**PROBLEM DESCRIPTION:**
Below are some records; each one is to be set down again exactly.

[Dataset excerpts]
--

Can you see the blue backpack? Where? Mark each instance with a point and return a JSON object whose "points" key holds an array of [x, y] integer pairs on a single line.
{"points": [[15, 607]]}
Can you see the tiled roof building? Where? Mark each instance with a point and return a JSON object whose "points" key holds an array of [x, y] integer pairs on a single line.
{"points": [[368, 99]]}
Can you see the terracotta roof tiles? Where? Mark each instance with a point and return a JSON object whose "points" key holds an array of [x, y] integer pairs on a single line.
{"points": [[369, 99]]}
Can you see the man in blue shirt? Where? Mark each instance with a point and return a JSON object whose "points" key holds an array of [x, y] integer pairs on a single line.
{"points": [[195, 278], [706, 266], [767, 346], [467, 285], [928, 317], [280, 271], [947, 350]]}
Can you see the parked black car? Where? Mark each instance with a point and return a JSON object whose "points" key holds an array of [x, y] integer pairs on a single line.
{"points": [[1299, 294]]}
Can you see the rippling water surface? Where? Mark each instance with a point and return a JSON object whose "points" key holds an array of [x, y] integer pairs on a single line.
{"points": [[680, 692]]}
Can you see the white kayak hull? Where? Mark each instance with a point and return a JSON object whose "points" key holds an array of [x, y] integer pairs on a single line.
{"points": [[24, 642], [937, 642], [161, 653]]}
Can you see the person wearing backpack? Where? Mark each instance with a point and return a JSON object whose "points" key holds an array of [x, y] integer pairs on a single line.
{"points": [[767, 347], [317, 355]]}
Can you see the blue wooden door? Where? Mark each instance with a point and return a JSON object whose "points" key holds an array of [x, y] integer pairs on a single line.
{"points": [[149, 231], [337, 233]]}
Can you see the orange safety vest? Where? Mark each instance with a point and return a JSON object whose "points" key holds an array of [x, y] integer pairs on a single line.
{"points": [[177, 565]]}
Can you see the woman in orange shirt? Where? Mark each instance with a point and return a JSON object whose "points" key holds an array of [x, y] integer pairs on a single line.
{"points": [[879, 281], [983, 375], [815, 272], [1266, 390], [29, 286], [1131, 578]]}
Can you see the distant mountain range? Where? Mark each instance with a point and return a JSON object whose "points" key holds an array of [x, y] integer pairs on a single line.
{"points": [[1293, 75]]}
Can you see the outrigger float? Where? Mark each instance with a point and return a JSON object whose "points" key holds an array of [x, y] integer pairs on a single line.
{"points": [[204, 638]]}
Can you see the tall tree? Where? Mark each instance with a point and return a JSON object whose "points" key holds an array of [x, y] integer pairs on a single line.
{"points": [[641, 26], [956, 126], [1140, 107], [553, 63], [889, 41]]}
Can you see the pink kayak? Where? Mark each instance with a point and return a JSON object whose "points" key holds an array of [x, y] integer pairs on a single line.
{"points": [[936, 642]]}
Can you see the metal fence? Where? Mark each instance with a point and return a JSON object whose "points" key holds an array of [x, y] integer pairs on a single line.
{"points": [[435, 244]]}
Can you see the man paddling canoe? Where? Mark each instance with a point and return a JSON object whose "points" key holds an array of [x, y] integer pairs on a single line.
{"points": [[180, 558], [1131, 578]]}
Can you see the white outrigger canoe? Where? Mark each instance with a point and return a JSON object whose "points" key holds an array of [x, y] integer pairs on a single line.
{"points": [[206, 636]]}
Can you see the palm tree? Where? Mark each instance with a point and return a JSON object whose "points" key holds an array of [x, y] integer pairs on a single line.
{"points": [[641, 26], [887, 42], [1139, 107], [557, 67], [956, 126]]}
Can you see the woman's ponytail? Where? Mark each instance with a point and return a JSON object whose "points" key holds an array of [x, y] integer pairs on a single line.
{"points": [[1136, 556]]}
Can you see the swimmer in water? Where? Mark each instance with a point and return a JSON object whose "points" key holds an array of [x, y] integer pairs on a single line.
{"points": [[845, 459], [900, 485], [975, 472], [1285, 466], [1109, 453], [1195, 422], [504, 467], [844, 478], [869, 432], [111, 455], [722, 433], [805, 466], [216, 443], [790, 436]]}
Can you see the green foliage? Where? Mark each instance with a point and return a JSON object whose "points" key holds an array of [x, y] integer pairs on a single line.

--

**YOUR SOLUTION:**
Can you see the blue backpack? Where? Mark each instance with a point and return a JSON object whose "points" key holds an array of [x, y] integer pairs on a single line.
{"points": [[15, 607]]}
Can you see the tiled roof building? Where? Mark each instance with a point and return a JSON object whose "points" key holds an array of [x, y] integer pairs on a single line.
{"points": [[368, 99]]}
Can you see the terracotta roof tiles? Where? Mark each instance with a point and return a JSON object whose "points" key holds an array of [x, y] integer pairs on a single line.
{"points": [[369, 99]]}
Can you see the man in blue shirt? Where? Mark each instance with a point and return a JSON object whose "points" key holds an array of [x, y] integer pairs on a single line.
{"points": [[195, 278], [706, 266], [767, 346], [467, 285], [928, 317], [280, 271], [947, 350]]}
Can you see the parked black car? Where? Mark each instance with a point and return a JSON object whose "points" key holds an array of [x, y] integer pairs on a single line.
{"points": [[1299, 294]]}
Can you see the rippling water surface? Where? Mark each instance with a point and return a JSON object whose "points" key holds an array of [x, y] integer pairs on a single line.
{"points": [[680, 692]]}
Can you see the white kayak hull? Where? Mark each instance with a point and return a JSON object whose "points" key holds an array of [x, y] integer pairs on a single line.
{"points": [[24, 642], [937, 642], [161, 653]]}
Can you see the person wearing backpack? Where? Mark each instance with a point and return a JSON object whose "points" key holds an array of [x, y] integer pairs on a single line.
{"points": [[767, 347], [317, 355]]}
Can you see the blue wooden door? Where? Mark each instance with a point and return a JSON object whose "points" key holds an array of [x, y] integer pairs on a single line.
{"points": [[149, 231], [337, 233]]}
Can you see the orange safety vest? Where? Mark each instance with a point and return a JSON object whose "points" key holds an array of [x, y] integer pairs on a single line.
{"points": [[177, 565]]}
Can you see the woman in orange shirt? Where? Mark each instance with a point and return a JSON object whose "points" key holds an array of [x, y] integer pairs on a single line.
{"points": [[879, 281], [983, 375], [815, 272], [1266, 390], [29, 286], [1131, 578]]}
Can you see the distant mountain range? Where? Mark each instance with a point and return a JSON object whose "points" key holds an array of [x, y] integer pairs on a single line.
{"points": [[1293, 75]]}
Can you see the outrigger float? Where? Mark each instance with a point and return a JSON object whose "points" key holds an array of [x, y] integer pairs on a single line.
{"points": [[204, 638]]}
Can you see the tall tree? Where? Mark each instance with a point and return a JSON object whose "points" key holds an array of [x, y] integer pairs on a single line.
{"points": [[641, 26], [956, 126], [1140, 107], [553, 63], [889, 41]]}
Can you see the pink kayak? Where? Mark each instance with a point and return a JSON object whose "points" key holds an array of [x, y] integer pairs on a single line.
{"points": [[936, 642]]}
Can you see the metal fence? Where? Mark each instance with a point and return a JSON object whose "points" key holds an array of [x, y] integer pairs on a single line.
{"points": [[435, 244]]}
Can you see the man paddling canoe? Where? Mark each instance with a point and return a JSON object whose "points" key holds an array of [x, y] integer pairs on a single line.
{"points": [[180, 558], [1131, 578]]}
Can you see the white outrigger canoe? Where? Mark each instance with a point and return a JSON object whose "points" key holds an array of [x, y] integer pairs on a single line.
{"points": [[206, 636]]}
Can you see the palm tree? Where? Mark each instance with a point and return a JSON object whose "points" key holds an array of [x, y] integer pairs on a single line.
{"points": [[641, 26], [887, 42], [1139, 107], [557, 67], [956, 126]]}
Can you see the woman's ponytail? Where? Mark each instance with a point and return a JSON object whose "points" key holds an array of [x, y] integer pairs on a single line.
{"points": [[1136, 556]]}
Can you see the swimmer in water? Where? Mark each instance with a point and return a JSON object whose "points" key holds an array of [x, y] integer pairs on a single line.
{"points": [[845, 459], [900, 485], [975, 472], [1285, 466], [1109, 453], [1195, 422], [504, 467], [844, 478], [869, 432], [111, 455], [722, 433], [805, 466], [216, 443], [790, 436]]}
Can you see the green foliage? Where? Mark each instance with a point and return a JSON object whose "points" key holds an array of [x, y] integer pairs on a single line.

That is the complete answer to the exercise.